Migrants who had crossed the Rio Grande river into the U.S. are under custody of National Guard members as they await the arrival of U.S. Border Patrol agents in Eagle Pass, Texas, Friday, May 20, 2022. The Eagle Pass area has become increasingly a popular crossing corridor for migrants, especially those from outside Mexico and Central America, under Title 42 authority, which expels migrants without a chance to seek asylum on grounds of preventing the spread of COVID-19. A judge was expected to rule on a bid by Louisiana and 23 other states to keep Title 42 in effect before the Biden administration was to end it Monday. (AP Photo/Dario Lopez-Mills)

Pandemic-related restrictions on migrants seeking asylum on the southern border must continue, a judge ruled Friday in an order blocking the Biden administration’s plan to lift them early next week.

The ruling is just the latest instance of a court derailing the president’s proposed immigration policies along the U.S. border with Mexico.

While the administration can appeal, the ruling sharply increases the odds that restrictions will not end as planned on Monday. A delay would be a blow to advocates who say rights to seek asylum are being trampled, and a relief to some Democrats who fear that a widely anticipated increase in illegal crossings would put them on the defensive in an already difficult midterm election year.

- **Activity list**:
1: Write out the passage about Title 42 word for word, starting at "Migrants who had" and ending at "early next week.".
2: Decide whether each statement agrees with the passage about Title 42, answering yes or no and quoting the words that decide it: (a) The judge's order blocked the Biden administration's plan to lift the restrictions. (b) Louisiana and 23 other states sought to keep Title 42 in effect. (c) The administration has no way to appeal the ruling.
3: According to the passage about Title 42, in which town were the migrants waiting for U.S. Border Patrol agents?
These rows have no connection to the passage about Title 42.

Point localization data
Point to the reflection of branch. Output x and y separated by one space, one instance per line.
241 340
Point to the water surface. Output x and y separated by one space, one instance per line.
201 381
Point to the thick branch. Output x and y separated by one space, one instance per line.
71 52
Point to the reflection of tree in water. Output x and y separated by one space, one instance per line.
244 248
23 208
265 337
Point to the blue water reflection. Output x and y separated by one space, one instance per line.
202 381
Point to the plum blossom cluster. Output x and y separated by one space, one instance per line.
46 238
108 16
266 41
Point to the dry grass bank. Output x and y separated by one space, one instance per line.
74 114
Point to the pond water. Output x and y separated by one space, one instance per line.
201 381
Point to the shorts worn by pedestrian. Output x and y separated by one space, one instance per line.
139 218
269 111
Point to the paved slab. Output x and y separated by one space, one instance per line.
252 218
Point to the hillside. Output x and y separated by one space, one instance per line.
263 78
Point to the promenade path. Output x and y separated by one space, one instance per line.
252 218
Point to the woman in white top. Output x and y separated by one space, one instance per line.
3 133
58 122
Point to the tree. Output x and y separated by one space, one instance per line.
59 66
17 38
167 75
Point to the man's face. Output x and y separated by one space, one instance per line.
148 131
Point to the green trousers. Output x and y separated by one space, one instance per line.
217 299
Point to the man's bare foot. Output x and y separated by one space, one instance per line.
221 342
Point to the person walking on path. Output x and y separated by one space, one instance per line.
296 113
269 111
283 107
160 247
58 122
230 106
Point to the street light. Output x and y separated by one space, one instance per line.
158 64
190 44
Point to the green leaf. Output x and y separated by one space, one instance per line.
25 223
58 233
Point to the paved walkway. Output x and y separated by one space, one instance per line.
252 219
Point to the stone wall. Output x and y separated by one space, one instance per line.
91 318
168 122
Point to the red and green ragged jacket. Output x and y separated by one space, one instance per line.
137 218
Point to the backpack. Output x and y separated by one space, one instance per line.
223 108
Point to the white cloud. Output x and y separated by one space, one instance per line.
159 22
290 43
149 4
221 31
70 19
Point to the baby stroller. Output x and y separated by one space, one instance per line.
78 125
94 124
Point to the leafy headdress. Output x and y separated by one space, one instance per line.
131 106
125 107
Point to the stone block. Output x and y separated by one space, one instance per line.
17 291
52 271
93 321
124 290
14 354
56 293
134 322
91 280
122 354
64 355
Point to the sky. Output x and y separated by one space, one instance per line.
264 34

- **Per-task answers**:
1:
Migrants who had crossed the Rio Grande river into the U.S. are under custody of National Guard members as they await the arrival of U.S. Border Patrol agents in Eagle Pass, Texas, Friday, May 20, 2022. The Eagle Pass area has become increasingly a popular crossing corridor for migrants, especially those from outside Mexico and Central America, under Title 42 authority, which expels migrants without a chance to seek asylum on grounds of preventing the spread of COVID-19. A judge was expected to rule on a bid by Louisiana and 23 other states to keep Title 42 in effect before the Biden administration was to end it Monday. (AP Photo/Dario Lopez-Mills)

Pandemic-related restrictions on migrants seeking asylum on the southern border must continue, a judge ruled Friday in an order blocking the Biden administration’s plan to lift them early next week.

2:
(a) Yes: "a judge ruled Friday in an order blocking the Biden administration’s plan to lift them early next week."
(b) Yes: "a bid by Louisiana and 23 other states to keep Title 42 in effect"
(c) No: "While the administration can appeal"

3: Eagle Pass, Texas.